(Excerpt):
------
After 2010, the hotspot began to move upward and the distance between Topic 6 and Topics 8,9 was shortened in this period. This finding indicates that omics research increasingly relied more on the support of computational methods (Fig. 6).
Evolution of computing-related topics
Understanding the evolution of topics related to computation is crucial to understand the whole bioinformatics structure due to the special interdisciplinary nature of bioinformatics. We tried to answer two questions through visual analysis: (1) What is the proportion of computing-related topics in bioinformatics? Is this ratio stable? (2) What changes have taken place in the biological topics and computational methods involved in the evolution of these topics?
Goal 1 can be achieved by simply applying themeriver. We will mainly introduce the solution to Goal 2.
As shown in Fig. 7, themeriver shows the change of the proportion of four computing-related topics and the word co-occurrence network elaborates the change of topics in each period. By default, the word co-occurrence network of all topics is displayed. Click the category label to hide other categories and explore the selected topic in depth. MESH phrases with high frequency will be displayed by default. Moving the mouse over the circle will display its corresponding MESH phrase. The terms related to computation are represented by stroked circles and marked with orange.
------
(What is required): According to the excerpt on bioinformatics topics, why is it important to understand how computing-related topics evolved? Answer in one to three sentences.
------
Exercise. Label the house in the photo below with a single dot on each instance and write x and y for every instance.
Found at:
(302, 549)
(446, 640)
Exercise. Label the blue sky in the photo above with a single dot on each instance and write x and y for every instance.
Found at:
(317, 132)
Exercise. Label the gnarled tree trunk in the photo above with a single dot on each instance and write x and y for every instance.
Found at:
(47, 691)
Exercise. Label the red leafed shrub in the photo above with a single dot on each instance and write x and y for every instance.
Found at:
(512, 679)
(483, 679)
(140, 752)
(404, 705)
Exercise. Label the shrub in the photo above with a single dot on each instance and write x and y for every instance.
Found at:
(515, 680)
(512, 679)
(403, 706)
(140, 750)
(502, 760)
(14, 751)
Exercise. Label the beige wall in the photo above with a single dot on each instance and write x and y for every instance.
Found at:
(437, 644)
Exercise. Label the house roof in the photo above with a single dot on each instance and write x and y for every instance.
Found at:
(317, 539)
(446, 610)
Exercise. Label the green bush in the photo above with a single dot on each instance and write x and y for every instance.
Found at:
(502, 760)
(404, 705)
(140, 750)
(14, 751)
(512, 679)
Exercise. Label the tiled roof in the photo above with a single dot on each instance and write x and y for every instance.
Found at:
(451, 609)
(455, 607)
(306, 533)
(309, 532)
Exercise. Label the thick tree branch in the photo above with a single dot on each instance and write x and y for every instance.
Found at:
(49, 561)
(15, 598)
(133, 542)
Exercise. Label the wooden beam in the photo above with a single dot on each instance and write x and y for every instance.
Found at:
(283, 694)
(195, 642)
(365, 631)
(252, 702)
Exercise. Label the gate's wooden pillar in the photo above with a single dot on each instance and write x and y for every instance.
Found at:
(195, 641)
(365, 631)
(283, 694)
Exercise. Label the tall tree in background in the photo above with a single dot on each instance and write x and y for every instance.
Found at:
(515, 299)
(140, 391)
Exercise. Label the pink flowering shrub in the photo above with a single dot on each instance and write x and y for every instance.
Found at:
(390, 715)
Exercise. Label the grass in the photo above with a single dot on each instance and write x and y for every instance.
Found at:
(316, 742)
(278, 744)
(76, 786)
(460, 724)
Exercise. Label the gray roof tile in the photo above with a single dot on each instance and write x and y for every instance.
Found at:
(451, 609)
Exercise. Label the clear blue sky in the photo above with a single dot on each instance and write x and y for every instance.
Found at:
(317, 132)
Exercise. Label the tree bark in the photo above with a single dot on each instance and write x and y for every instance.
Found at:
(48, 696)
------
(Response for this exercise): Understanding how computing-related topics evolved is crucial for understanding the whole structure of bioinformatics. The reason is the field's special interdisciplinary nature.